- [What is asked]
Repeat the listing in full, exactly as it stands.

- [Exercise data]
* * *

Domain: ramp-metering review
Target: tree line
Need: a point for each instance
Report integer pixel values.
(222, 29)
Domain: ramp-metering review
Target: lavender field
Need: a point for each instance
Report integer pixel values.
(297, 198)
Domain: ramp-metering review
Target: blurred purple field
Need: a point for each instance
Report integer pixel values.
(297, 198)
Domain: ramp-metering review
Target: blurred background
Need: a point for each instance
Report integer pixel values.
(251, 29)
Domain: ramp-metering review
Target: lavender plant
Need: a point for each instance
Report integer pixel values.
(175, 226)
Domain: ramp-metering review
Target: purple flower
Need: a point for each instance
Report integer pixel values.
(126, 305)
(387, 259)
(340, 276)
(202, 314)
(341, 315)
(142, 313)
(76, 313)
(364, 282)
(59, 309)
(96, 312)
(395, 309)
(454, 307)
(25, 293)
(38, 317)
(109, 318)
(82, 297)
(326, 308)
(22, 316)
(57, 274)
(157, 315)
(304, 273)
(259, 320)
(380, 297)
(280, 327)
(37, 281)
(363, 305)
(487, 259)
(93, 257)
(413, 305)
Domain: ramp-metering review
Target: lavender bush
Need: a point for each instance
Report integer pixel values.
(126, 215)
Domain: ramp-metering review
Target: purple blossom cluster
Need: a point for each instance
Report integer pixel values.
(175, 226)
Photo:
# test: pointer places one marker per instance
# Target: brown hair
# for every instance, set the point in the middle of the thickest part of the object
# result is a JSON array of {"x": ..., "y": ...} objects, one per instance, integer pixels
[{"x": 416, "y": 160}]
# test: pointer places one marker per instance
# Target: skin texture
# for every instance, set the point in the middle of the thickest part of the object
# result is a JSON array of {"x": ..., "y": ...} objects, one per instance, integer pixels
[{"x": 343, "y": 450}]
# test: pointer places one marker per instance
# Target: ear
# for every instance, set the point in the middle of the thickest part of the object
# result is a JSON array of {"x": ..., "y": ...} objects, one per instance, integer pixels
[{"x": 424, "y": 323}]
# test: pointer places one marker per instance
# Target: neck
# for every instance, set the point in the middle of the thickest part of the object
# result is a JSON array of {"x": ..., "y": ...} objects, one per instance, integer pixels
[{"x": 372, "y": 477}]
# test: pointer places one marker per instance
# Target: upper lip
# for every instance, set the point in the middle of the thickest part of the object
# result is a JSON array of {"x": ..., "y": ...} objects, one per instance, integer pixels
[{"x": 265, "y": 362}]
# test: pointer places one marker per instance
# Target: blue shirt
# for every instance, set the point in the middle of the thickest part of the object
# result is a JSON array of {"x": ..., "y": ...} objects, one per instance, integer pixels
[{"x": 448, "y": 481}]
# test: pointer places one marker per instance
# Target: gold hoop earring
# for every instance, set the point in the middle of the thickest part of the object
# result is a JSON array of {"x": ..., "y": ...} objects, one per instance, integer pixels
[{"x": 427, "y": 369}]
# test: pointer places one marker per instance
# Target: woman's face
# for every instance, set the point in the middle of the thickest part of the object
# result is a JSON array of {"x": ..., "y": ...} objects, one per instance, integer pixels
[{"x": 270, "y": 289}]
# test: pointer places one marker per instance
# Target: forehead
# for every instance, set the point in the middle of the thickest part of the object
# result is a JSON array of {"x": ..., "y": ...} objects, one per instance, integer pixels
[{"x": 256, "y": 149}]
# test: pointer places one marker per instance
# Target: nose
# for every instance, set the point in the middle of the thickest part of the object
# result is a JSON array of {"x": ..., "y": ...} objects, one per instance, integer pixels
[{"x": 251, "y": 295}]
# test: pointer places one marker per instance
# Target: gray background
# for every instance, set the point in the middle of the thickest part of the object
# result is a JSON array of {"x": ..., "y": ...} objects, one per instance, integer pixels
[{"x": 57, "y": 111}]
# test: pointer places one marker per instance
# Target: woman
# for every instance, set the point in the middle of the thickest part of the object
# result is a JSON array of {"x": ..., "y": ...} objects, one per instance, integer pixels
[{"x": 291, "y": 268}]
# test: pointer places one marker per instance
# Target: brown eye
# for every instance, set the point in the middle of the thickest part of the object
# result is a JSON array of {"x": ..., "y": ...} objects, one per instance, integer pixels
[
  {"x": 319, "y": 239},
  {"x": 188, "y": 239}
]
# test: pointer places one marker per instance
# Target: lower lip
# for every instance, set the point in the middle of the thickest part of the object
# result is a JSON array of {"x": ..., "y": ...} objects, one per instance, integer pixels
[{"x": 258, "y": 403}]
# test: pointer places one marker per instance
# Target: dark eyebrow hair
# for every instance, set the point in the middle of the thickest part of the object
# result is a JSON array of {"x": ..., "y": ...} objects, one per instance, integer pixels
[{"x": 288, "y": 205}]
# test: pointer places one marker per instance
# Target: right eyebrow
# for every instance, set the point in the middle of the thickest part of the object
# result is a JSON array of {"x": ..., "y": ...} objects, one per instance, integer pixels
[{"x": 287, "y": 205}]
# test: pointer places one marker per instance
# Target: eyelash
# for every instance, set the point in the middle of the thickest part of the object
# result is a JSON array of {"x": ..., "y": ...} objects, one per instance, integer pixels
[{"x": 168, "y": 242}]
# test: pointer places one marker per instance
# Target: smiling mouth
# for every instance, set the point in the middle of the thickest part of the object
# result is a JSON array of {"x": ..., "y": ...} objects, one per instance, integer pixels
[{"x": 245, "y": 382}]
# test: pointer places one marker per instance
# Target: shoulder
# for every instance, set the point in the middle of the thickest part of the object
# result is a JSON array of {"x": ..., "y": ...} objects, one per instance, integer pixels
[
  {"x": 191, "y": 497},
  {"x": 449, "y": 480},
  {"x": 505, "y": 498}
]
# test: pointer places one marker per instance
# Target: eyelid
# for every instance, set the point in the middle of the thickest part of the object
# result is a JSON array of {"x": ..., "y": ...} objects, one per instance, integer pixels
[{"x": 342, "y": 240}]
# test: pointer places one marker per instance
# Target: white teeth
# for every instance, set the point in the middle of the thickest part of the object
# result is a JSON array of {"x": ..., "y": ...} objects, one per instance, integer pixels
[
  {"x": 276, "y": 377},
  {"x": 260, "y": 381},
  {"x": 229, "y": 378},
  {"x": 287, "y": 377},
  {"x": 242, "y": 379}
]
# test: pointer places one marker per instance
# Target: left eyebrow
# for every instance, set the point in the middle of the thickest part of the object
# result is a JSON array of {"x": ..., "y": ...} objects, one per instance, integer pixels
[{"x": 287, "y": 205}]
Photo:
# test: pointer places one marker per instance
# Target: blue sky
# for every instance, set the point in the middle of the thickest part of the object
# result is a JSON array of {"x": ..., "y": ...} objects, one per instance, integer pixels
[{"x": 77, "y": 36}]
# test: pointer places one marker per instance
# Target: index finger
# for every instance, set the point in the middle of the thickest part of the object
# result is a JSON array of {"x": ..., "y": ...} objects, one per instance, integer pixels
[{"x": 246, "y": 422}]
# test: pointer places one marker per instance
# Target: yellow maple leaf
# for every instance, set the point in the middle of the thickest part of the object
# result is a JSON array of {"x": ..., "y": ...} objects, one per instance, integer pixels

* * *

- [Task answer]
Domain: ramp-metering review
Target: tree line
Need: a point for each instance
Report integer pixel values.
(222, 29)
Domain: ramp-metering review
Target: lavender field
Need: a point for each instance
Report integer pixel values.
(297, 198)
Domain: ramp-metering review
Target: blurred purple field
Need: a point for each instance
Report integer pixel values.
(297, 198)
Domain: ramp-metering review
Target: blurred background
Need: a point for each instance
Report integer pixel values.
(251, 29)
Domain: ramp-metering review
Target: lavender plant
Need: a point for each instance
Report integer pixel values.
(175, 226)
Domain: ramp-metering review
Target: purple flower
Need: a point for each instance
Report integer pixel values.
(126, 305)
(387, 259)
(340, 276)
(202, 314)
(341, 315)
(142, 313)
(76, 313)
(364, 282)
(59, 309)
(96, 312)
(395, 309)
(454, 307)
(25, 293)
(38, 317)
(109, 318)
(82, 297)
(326, 308)
(22, 316)
(57, 274)
(157, 315)
(304, 273)
(259, 320)
(380, 297)
(280, 327)
(37, 281)
(363, 305)
(487, 259)
(93, 257)
(413, 305)
Domain: ramp-metering review
Target: lavender bush
Need: a point for each instance
Report integer pixel values.
(126, 215)
Domain: ramp-metering review
Target: purple blossom cluster
Need: a point for each instance
Report integer pixel values.
(175, 226)
Photo:
# test: pointer places one marker per instance
# Target: brown hair
# for every instance, set the point in the middle of the thickest part of the object
# result is a JSON array of {"x": ..., "y": ...} objects, one per instance, integer pixels
[{"x": 416, "y": 160}]
# test: pointer places one marker per instance
# Target: skin texture
# for every instance, set the point in the middle of the thickest part of the object
# result is a JSON array of {"x": ..., "y": ...} objects, one per instance, integer pixels
[{"x": 343, "y": 450}]
# test: pointer places one marker per instance
# Target: ear
# for every instance, set the point in the middle of the thickest part of the object
# result is a JSON array of {"x": ..., "y": ...} objects, one per instance, integer pixels
[{"x": 424, "y": 323}]
# test: pointer places one marker per instance
# Target: neck
# for every instance, set the point in the middle of the thickest part of the object
# result is a JSON array of {"x": ..., "y": ...} objects, one per instance, integer pixels
[{"x": 372, "y": 477}]
# test: pointer places one marker per instance
# Target: upper lip
# for every instance, set the point in the middle of the thickest part of the object
# result is a JSON array of {"x": ..., "y": ...} objects, one per instance, integer pixels
[{"x": 265, "y": 362}]
# test: pointer places one marker per instance
# Target: blue shirt
# for every instance, set the point in the middle of the thickest part of the object
# result is a JSON array of {"x": ..., "y": ...} objects, one per instance, integer pixels
[{"x": 448, "y": 481}]
# test: pointer places one marker per instance
# Target: gold hoop earring
# for every instance, set the point in the middle of the thickest part of the object
# result is a JSON array of {"x": ..., "y": ...} objects, one per instance, integer pixels
[{"x": 427, "y": 369}]
# test: pointer places one marker per instance
# Target: woman's face
# for every instance, set the point in the middle of the thickest part of the object
# result is a JSON array of {"x": ..., "y": ...} objects, one per instance, integer pixels
[{"x": 270, "y": 289}]
# test: pointer places one marker per instance
# Target: forehead
# for every instance, set the point in the middle of the thickest part of the object
# result is a JSON array of {"x": ..., "y": ...} objects, one per instance, integer pixels
[{"x": 256, "y": 149}]
# test: pointer places one marker per instance
# Target: nose
# for every instance, set the point in the middle of the thickest part of the object
# result is a JSON array of {"x": ..., "y": ...} objects, one per instance, integer pixels
[{"x": 251, "y": 295}]
# test: pointer places one marker per instance
# Target: gray background
# for every instance, set the point in the middle of the thickest part of the object
# result is a JSON array of {"x": ..., "y": ...} objects, one per instance, integer pixels
[{"x": 57, "y": 111}]
# test: pointer places one marker per instance
# Target: woman
# for every instance, set the point in the middle of the thickest part of the object
# result is a JSON array of {"x": ..., "y": ...} objects, one per instance, integer pixels
[{"x": 291, "y": 268}]
# test: pointer places one marker per instance
# Target: brown eye
# for every instance, set the point in the middle of the thickest part of the object
# result is a JSON array of {"x": ..., "y": ...} objects, one per instance, integer pixels
[
  {"x": 319, "y": 239},
  {"x": 188, "y": 239}
]
# test: pointer places one marker per instance
# Target: lower lip
# for every instance, set the point in the middle of the thickest part of the object
# result is a JSON array of {"x": ..., "y": ...} objects, one per instance, integer pixels
[{"x": 258, "y": 403}]
# test: pointer places one marker per instance
# Target: dark eyebrow hair
# for every instance, set the point in the middle of the thickest part of the object
# result is a JSON array of {"x": ..., "y": ...} objects, one per instance, integer pixels
[{"x": 288, "y": 205}]
# test: pointer places one marker per instance
# Target: right eyebrow
# for every instance, set the point in the middle of the thickest part of the object
# result is a JSON array of {"x": ..., "y": ...} objects, one per instance, integer pixels
[{"x": 287, "y": 205}]
# test: pointer places one marker per instance
# Target: eyelash
# for every instance, set the point in the middle of the thickest part of the object
# result is a JSON array of {"x": ..., "y": ...} objects, one per instance, integer pixels
[{"x": 168, "y": 242}]
# test: pointer places one marker per instance
# Target: smiling mouth
# for every instance, set the point in the middle of the thickest part of the object
# result is a JSON array of {"x": ..., "y": ...} objects, one per instance, integer pixels
[{"x": 245, "y": 382}]
# test: pointer places one marker per instance
# Target: shoulder
# for every instance, set the point in the middle of the thickest part of the object
# result is a JSON array of {"x": ..., "y": ...} objects, one per instance, integer pixels
[
  {"x": 191, "y": 497},
  {"x": 449, "y": 480},
  {"x": 505, "y": 498}
]
# test: pointer places one marker per instance
# Target: eyelid
# for every instance, set the point in the middle of the thickest part of the object
# result is a JSON array of {"x": ..., "y": ...} objects, one per instance, integer pixels
[{"x": 342, "y": 240}]
# test: pointer places one marker per instance
# Target: white teeth
# for every instance, set the point in the middle of the thickest part of the object
# result is a JSON array of {"x": ..., "y": ...} objects, one per instance, integer pixels
[
  {"x": 276, "y": 377},
  {"x": 260, "y": 381},
  {"x": 229, "y": 378},
  {"x": 287, "y": 377},
  {"x": 242, "y": 379}
]
# test: pointer places one marker per instance
# Target: left eyebrow
# for every instance, set the point in the middle of the thickest part of the object
# result is a JSON array of {"x": ..., "y": ...} objects, one per instance, integer pixels
[{"x": 287, "y": 205}]
Photo:
# test: pointer places one marker per instance
# Target: blue sky
# for every instance, set the point in the middle of the thickest part of the object
# result is a JSON array of {"x": ..., "y": ...} objects, one per instance, integer pixels
[{"x": 77, "y": 36}]
# test: pointer places one marker per instance
# Target: index finger
# for every instance, set the point in the middle of the thickest part of the object
# result is a JSON array of {"x": ..., "y": ...} objects, one per instance, integer pixels
[{"x": 246, "y": 422}]
# test: pointer places one marker per instance
# Target: yellow maple leaf
# for every instance, set the point in the middle of the thickest part of the object
# result is a JSON array of {"x": ..., "y": ...} objects, one per instance, integer pixels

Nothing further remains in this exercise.